* _Exercise goal_
Below are the records; reproduce all of them exactly but without any images.

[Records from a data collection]
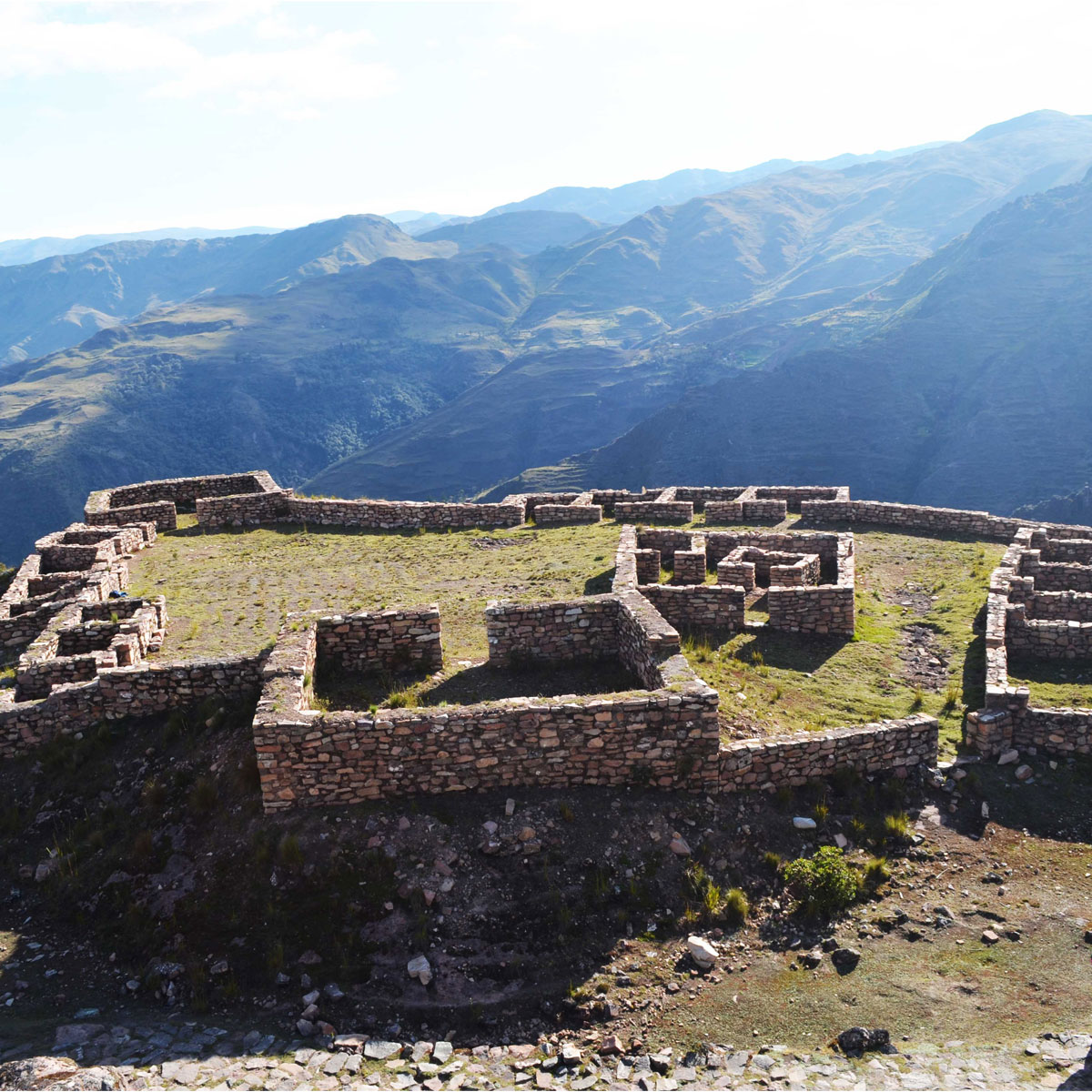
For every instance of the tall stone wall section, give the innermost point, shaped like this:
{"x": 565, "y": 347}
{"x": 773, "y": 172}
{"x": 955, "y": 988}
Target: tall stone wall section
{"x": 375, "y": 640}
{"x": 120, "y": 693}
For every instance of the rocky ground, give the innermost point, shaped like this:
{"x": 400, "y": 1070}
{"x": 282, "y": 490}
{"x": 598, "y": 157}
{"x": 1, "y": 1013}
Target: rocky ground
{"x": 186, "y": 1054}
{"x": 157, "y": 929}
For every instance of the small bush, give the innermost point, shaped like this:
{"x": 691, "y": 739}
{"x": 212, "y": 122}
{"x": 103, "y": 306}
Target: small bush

* _Full output_
For every instance of the tall stone wall section, give the innermost point, shaped like this:
{"x": 565, "y": 347}
{"x": 773, "y": 172}
{"x": 955, "y": 988}
Target: tall stone wall section
{"x": 375, "y": 640}
{"x": 120, "y": 693}
For every instance of the rocky ground, give the innermost point, shaped like this:
{"x": 400, "y": 1070}
{"x": 282, "y": 490}
{"x": 598, "y": 157}
{"x": 1, "y": 1013}
Target: rocky ground
{"x": 186, "y": 1054}
{"x": 157, "y": 929}
For every instance of the small bush, give the innermost point, shaped like this:
{"x": 691, "y": 739}
{"x": 212, "y": 122}
{"x": 103, "y": 306}
Target: small bush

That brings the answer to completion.